Text block ->
+++

And yet, “School seemed like a happy challenge, again, and I was afraid that if I didn’t do it now, I would never do it.”
Her hopes were nearly dashed when she approached a nearby private college. “They assess my 25-year-old BA and require 67 hours of undergraduate work and 18 hours of graduate classes at the cost of $35,510 in tuition over four years. This does not factor in missing work for day classes or the commute,” she wrote.
“I’ve already taken many of the classes required but they will not modify the undergraduate work. There is very little documentation after 25 years to help defend my undergraduate class content. My university professors are all gone and class syllabuses on file were not written with current Ohio state standards in mind. I begin to shop other schools and programs.”
Luckily, Frake found Bowling Green State University’s online graduate program in English. “They are willing to take a chance on me,” she wrote, adding that Mary Ann Sweeney, then the secretary for the program, was especially helpful in considering her options and gave her the confidence to get started, in 2011. Frake considered the Master of Fine Arts writing program, but wanted to teach at a community college and felt the Master of Arts in English for language arts teachers would help her the most.
She wrote then, “I am elated to find that I can do the classes online and still work. This substantially reduces the tuition costs of my degree to less than $15,000. The ’99 Passat that I drive is no longer an issue. I am so happy to be a part of this program.”

+++

Records from a data collection:
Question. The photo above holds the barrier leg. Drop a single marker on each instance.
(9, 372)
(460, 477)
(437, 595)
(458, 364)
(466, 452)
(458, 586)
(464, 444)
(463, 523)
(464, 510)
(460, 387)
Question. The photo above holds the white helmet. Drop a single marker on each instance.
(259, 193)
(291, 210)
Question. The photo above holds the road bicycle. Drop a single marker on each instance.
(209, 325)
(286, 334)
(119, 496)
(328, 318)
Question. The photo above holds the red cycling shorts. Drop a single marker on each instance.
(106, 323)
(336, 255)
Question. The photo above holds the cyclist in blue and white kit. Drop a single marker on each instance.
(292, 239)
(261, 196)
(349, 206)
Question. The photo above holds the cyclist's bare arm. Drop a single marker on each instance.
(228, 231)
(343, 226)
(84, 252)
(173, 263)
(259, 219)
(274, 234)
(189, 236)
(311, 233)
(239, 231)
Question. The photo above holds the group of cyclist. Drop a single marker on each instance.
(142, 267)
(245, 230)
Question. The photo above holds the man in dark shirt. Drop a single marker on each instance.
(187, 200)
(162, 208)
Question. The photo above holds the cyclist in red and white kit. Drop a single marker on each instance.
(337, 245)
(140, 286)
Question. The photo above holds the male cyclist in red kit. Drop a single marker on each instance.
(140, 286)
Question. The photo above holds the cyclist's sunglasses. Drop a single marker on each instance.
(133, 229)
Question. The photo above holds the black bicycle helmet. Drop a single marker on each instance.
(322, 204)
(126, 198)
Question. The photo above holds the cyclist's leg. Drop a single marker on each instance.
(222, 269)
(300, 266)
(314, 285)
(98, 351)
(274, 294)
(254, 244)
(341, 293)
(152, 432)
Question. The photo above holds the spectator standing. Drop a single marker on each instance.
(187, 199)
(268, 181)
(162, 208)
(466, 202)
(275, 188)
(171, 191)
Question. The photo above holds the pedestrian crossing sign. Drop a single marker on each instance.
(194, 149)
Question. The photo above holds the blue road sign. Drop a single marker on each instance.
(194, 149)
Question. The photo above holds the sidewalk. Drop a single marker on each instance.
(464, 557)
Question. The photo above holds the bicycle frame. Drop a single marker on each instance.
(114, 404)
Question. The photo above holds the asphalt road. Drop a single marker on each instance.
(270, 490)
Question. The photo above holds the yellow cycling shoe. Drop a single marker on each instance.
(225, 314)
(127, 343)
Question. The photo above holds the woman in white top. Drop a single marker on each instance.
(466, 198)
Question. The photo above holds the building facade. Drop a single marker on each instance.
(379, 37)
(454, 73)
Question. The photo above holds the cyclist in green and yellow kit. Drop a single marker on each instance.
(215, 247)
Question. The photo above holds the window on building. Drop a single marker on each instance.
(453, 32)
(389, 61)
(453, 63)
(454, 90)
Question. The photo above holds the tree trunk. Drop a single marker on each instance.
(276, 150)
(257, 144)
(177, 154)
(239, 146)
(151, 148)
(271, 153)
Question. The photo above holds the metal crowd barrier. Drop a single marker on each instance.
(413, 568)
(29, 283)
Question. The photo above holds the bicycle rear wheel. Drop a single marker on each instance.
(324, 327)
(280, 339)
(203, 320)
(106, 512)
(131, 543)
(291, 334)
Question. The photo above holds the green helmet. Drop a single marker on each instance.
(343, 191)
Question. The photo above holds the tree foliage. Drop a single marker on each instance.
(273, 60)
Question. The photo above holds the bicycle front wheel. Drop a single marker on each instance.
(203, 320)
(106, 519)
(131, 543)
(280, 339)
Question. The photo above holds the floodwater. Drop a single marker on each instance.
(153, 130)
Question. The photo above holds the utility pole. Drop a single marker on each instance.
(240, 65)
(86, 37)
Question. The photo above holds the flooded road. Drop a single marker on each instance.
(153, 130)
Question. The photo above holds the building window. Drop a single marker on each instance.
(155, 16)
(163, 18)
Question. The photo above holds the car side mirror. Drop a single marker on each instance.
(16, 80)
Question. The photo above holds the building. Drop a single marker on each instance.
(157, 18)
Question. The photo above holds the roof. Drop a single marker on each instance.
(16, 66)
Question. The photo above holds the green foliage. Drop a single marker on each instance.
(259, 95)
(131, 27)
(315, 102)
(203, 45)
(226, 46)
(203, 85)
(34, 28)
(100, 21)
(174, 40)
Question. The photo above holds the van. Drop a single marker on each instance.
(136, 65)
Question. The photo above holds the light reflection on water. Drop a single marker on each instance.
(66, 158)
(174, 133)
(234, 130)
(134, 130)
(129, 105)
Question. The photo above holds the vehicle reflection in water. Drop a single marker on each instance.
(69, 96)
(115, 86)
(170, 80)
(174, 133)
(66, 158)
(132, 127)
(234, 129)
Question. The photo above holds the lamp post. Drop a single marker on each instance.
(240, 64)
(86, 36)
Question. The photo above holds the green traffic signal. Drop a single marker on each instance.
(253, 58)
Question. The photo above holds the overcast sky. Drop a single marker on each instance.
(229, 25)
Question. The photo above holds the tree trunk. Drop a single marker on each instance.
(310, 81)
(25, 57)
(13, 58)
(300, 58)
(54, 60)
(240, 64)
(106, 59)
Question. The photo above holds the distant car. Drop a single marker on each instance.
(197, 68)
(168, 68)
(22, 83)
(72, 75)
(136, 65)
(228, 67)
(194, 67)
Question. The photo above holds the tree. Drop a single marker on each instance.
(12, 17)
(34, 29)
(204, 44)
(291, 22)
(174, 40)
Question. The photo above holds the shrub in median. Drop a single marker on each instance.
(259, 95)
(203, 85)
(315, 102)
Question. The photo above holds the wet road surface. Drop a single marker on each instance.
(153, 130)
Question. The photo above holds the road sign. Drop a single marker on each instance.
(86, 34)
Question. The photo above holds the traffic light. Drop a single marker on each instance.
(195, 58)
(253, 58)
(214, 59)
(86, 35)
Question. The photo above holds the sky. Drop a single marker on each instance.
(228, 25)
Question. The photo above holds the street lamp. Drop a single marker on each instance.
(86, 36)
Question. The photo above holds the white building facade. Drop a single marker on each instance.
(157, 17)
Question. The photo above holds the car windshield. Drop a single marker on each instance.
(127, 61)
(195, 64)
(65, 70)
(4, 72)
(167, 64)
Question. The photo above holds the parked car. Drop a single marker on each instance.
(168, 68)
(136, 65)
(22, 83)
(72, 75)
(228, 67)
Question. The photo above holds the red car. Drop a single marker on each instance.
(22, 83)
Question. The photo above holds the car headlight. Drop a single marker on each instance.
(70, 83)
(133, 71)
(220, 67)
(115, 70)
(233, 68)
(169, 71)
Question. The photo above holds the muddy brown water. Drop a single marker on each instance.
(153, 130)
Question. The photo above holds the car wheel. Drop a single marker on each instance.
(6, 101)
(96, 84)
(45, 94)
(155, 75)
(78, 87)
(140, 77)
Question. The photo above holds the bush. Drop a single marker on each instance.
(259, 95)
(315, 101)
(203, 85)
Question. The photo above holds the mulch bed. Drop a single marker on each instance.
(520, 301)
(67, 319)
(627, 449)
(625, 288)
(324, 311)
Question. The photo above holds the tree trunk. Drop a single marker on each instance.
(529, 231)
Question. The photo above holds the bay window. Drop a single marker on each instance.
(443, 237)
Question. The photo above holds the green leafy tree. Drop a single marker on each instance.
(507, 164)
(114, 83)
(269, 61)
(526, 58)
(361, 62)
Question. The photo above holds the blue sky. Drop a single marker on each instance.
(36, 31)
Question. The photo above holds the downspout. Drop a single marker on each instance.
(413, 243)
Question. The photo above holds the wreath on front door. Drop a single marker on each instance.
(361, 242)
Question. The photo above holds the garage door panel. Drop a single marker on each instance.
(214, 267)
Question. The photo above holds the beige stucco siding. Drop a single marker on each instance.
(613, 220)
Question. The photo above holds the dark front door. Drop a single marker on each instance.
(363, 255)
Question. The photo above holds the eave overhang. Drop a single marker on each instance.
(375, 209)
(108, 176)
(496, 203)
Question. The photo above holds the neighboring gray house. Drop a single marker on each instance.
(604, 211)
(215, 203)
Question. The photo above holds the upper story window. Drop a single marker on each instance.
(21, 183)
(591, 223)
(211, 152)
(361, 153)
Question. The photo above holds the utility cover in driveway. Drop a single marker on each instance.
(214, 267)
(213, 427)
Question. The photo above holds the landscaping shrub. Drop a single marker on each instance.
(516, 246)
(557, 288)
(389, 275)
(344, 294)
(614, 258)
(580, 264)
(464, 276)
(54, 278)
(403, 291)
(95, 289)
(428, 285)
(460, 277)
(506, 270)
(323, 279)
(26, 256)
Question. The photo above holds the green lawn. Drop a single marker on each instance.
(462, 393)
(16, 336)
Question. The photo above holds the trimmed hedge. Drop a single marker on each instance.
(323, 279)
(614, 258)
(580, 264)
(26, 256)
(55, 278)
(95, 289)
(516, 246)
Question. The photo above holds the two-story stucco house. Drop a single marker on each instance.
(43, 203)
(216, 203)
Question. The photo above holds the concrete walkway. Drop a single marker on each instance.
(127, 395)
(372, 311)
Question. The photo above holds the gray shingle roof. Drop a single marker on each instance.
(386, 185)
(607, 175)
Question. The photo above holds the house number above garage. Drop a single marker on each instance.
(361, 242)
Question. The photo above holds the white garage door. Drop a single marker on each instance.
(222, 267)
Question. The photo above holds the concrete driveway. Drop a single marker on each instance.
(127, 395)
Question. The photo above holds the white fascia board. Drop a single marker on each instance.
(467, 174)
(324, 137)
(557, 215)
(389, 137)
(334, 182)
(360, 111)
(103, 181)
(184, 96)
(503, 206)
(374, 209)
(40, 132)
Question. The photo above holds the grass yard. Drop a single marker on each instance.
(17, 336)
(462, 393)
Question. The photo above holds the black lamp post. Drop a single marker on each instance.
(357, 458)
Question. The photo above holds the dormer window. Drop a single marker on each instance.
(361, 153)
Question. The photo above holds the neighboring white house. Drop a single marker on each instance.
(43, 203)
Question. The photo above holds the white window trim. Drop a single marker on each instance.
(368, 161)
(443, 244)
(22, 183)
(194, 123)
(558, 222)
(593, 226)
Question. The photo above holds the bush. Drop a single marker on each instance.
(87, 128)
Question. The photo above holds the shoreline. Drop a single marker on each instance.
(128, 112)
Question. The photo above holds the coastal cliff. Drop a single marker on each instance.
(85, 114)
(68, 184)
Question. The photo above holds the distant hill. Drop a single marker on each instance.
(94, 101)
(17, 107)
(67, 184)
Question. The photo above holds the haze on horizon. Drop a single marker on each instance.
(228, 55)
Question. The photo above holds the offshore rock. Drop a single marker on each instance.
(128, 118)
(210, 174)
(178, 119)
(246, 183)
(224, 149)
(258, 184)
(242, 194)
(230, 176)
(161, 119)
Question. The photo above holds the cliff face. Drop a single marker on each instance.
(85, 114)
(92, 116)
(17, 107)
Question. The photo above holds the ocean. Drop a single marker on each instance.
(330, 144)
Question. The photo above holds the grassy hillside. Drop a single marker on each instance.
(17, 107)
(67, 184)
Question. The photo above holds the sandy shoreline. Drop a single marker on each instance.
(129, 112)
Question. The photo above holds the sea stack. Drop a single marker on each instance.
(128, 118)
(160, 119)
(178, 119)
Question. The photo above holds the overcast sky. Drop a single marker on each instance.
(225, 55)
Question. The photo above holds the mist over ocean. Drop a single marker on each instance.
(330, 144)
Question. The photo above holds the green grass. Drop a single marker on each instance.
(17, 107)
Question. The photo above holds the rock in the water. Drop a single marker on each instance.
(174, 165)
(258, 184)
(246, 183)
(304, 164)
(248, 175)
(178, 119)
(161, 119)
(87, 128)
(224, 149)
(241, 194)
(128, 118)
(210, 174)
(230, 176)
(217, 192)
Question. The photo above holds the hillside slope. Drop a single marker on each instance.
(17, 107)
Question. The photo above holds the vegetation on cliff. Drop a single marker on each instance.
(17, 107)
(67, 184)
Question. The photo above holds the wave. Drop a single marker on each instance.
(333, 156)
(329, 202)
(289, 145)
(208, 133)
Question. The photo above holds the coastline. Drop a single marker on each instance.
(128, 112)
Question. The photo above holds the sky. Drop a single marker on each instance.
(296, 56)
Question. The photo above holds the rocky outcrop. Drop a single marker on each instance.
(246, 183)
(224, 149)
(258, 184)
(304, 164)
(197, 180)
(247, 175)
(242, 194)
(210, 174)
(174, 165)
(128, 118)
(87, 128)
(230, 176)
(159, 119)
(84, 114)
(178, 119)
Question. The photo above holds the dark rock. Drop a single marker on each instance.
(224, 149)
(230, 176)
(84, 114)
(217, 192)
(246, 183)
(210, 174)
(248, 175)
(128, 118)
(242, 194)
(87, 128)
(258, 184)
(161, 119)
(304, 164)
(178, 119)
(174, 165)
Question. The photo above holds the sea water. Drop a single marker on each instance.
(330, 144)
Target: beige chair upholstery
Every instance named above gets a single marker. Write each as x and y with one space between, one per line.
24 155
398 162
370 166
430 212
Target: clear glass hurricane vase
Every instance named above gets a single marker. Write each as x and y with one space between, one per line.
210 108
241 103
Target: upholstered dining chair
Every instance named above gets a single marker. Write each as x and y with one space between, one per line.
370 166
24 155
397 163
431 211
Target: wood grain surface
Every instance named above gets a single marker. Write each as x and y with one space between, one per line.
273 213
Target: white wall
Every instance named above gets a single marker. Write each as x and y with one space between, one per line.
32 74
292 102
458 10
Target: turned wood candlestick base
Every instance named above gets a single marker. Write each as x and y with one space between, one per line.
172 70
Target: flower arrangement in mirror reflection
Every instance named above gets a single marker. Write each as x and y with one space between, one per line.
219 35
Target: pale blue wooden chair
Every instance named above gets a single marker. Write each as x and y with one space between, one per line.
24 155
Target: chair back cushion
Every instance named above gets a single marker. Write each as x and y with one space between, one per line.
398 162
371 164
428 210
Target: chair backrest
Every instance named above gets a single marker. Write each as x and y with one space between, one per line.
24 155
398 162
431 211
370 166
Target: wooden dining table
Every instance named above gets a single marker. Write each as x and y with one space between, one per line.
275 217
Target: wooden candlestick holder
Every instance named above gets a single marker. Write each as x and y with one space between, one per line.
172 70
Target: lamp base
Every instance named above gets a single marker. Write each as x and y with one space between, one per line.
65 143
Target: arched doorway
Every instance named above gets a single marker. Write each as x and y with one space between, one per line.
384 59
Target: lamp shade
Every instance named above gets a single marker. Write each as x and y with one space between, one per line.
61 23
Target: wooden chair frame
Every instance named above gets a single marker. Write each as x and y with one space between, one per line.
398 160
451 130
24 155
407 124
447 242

+++

Tasks to complete ->
(1) In the passage on Frake's graduate studies, what tuition did the nearby private college quote her, and over how many years?
(2) Reproduce the part of the passage on Frake's graduate studies starting with "Luckily, Frake found" and going on through "her the most.".

Solution set ->
(1) $35,510 over four years.

(2)
Luckily, Frake found Bowling Green State University’s online graduate program in English. “They are willing to take a chance on me,” she wrote, adding that Mary Ann Sweeney, then the secretary for the program, was especially helpful in considering her options and gave her the confidence to get started, in 2011. Frake considered the Master of Fine Arts writing program, but wanted to teach at a community college and felt the Master of Arts in English for language arts teachers would help her the most.